### Exercise
Can you rewrite the records from the top through the line containing "[466,278,540,335]", with every "Lookup" changed to "Locate" and nothing else altered? Omit the pictures from your answer.
— start Supplied data —
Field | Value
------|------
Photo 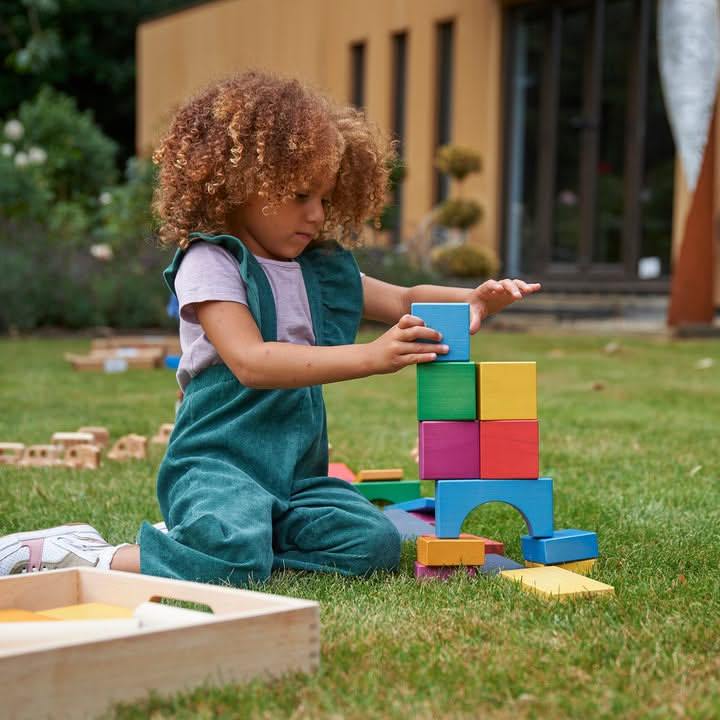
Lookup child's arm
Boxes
[194,301,448,388]
[363,275,540,334]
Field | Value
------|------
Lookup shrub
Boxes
[432,244,499,278]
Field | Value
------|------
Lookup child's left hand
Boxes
[466,278,540,335]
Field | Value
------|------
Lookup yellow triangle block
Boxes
[500,565,615,599]
[0,608,57,622]
[43,603,134,620]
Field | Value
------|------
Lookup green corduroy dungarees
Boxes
[138,234,400,585]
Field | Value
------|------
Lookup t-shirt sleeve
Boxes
[175,241,248,322]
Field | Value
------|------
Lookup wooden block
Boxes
[0,608,57,620]
[0,443,25,465]
[328,463,355,482]
[500,565,615,600]
[520,530,600,565]
[415,560,477,580]
[417,533,485,566]
[43,602,134,620]
[435,478,553,537]
[355,468,403,482]
[17,445,60,467]
[525,558,597,575]
[477,362,537,420]
[410,303,470,362]
[353,480,420,505]
[416,362,477,420]
[418,420,481,480]
[478,420,540,480]
[150,423,175,445]
[62,445,101,470]
[107,433,147,460]
[78,425,110,450]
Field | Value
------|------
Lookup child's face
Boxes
[227,178,335,260]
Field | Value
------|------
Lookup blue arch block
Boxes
[435,478,553,538]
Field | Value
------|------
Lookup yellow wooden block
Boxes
[355,468,403,482]
[0,608,57,622]
[525,558,597,575]
[417,533,485,566]
[500,565,615,600]
[477,362,537,420]
[43,603,135,620]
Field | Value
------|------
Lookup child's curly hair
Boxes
[153,70,394,248]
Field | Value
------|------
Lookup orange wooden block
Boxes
[356,468,403,482]
[417,533,485,566]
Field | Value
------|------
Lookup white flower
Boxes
[28,146,47,165]
[90,243,112,260]
[5,120,25,140]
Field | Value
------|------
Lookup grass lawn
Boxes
[0,330,720,720]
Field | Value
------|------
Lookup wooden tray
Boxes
[0,568,320,719]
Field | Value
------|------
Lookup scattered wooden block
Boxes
[416,362,477,420]
[355,468,403,482]
[417,533,485,566]
[0,442,25,465]
[478,420,540,480]
[419,420,481,480]
[500,565,615,600]
[520,530,600,565]
[477,362,537,420]
[410,303,470,362]
[107,433,147,460]
[150,423,175,445]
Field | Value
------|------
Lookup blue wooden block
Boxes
[385,498,435,512]
[520,530,599,565]
[435,478,553,538]
[410,303,470,362]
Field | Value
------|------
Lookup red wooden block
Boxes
[480,420,540,480]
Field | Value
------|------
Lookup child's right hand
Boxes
[368,315,449,374]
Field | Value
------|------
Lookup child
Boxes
[0,71,540,585]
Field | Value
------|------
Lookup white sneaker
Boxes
[0,525,114,576]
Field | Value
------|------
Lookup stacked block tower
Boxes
[412,303,598,584]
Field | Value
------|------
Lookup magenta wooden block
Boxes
[418,420,480,480]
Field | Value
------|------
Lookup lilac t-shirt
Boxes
[175,241,315,390]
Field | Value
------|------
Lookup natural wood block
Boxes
[416,362,477,420]
[525,558,597,575]
[417,533,485,566]
[418,420,481,480]
[478,420,540,480]
[355,468,403,482]
[410,303,470,362]
[477,362,537,420]
[500,565,615,600]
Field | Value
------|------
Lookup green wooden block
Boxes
[353,480,420,503]
[417,362,477,420]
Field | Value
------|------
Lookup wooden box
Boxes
[0,568,320,719]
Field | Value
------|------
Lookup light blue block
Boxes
[410,303,470,362]
[520,530,599,565]
[435,478,553,538]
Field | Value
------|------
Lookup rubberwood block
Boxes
[416,362,477,420]
[353,480,420,504]
[435,478,553,537]
[410,303,470,362]
[520,530,599,565]
[418,420,480,480]
[417,533,485,565]
[480,420,540,480]
[477,362,537,420]
[500,565,615,600]
[525,558,597,575]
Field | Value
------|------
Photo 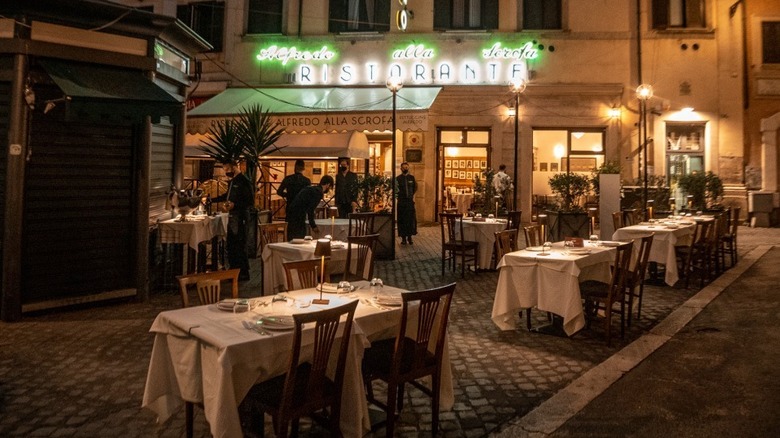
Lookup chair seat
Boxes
[363,338,436,377]
[249,362,336,409]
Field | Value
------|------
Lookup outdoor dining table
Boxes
[142,282,454,437]
[462,217,506,269]
[491,242,615,336]
[157,213,228,274]
[612,217,700,286]
[309,218,349,242]
[262,238,368,295]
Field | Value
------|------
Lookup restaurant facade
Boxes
[0,0,210,321]
[120,0,757,221]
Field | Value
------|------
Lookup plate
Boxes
[256,315,295,331]
[374,295,403,307]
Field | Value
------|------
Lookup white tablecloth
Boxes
[143,282,454,437]
[157,214,228,251]
[463,218,506,269]
[308,219,349,242]
[612,221,694,286]
[492,242,615,335]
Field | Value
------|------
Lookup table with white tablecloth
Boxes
[491,242,615,335]
[463,218,506,269]
[142,282,454,437]
[612,221,695,286]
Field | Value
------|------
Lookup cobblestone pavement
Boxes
[0,226,780,437]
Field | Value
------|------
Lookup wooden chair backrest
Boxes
[349,212,376,236]
[282,257,330,291]
[176,269,241,307]
[344,234,379,281]
[523,225,544,247]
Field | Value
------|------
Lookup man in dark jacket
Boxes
[395,162,417,245]
[334,157,358,219]
[276,160,311,208]
[287,175,333,239]
[211,163,255,281]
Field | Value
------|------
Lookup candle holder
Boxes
[312,239,330,304]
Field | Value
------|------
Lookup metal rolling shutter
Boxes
[22,119,135,303]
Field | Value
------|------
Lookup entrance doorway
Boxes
[435,128,491,220]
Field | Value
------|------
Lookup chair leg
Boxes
[184,402,195,438]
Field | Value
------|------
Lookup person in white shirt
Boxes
[493,164,515,209]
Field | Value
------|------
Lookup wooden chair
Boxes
[362,283,455,437]
[176,269,241,307]
[612,211,625,230]
[506,210,523,230]
[523,225,544,248]
[343,234,379,281]
[626,233,655,327]
[349,212,376,236]
[439,213,479,277]
[674,221,713,289]
[257,222,287,254]
[722,207,742,266]
[580,241,634,346]
[282,257,330,291]
[242,300,358,438]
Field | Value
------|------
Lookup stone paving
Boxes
[0,226,780,437]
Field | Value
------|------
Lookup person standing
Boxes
[493,164,515,209]
[395,162,417,245]
[335,157,358,219]
[287,175,333,240]
[276,160,311,217]
[211,162,254,281]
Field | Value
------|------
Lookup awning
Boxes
[187,86,441,134]
[185,131,369,159]
[38,59,184,123]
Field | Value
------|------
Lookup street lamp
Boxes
[636,84,653,220]
[386,76,404,259]
[509,78,526,210]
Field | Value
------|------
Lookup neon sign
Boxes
[257,46,336,65]
[482,42,539,59]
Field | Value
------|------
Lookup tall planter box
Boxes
[374,213,395,260]
[545,210,590,242]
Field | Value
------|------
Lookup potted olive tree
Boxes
[547,172,590,241]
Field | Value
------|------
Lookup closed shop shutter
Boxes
[22,119,137,303]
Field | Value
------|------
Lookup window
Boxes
[176,2,225,52]
[246,0,284,34]
[761,21,780,64]
[653,0,706,29]
[433,0,498,30]
[523,0,563,29]
[328,0,390,33]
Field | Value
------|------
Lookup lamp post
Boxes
[509,78,526,210]
[387,76,404,260]
[636,84,653,220]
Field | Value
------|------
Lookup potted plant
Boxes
[547,172,590,240]
[677,171,723,211]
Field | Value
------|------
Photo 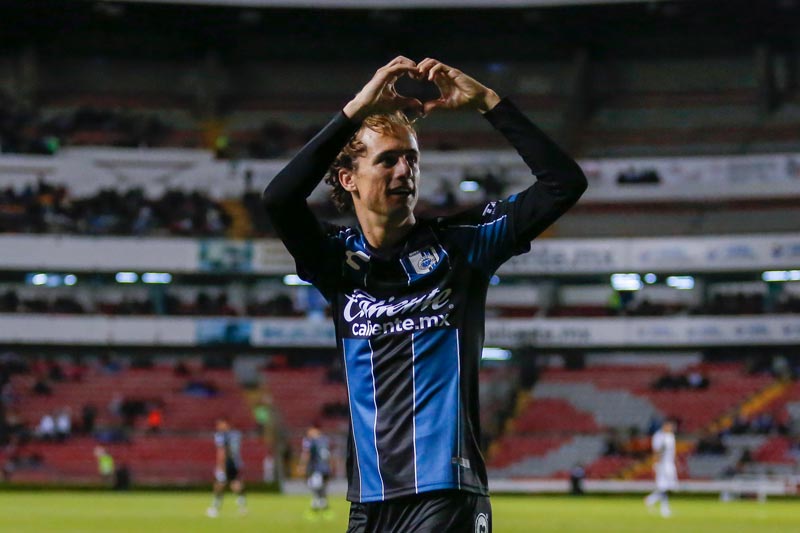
— end Supplied data —
### Task result
Field | Value
------|------
Photo 
Locate child's arm
Boxes
[194,301,448,388]
[363,275,540,334]
Field | Value
------|------
Locate shrub
Boxes
[432,244,499,278]
Field | Value
------|------
Locate child's left hand
Boxes
[466,278,540,335]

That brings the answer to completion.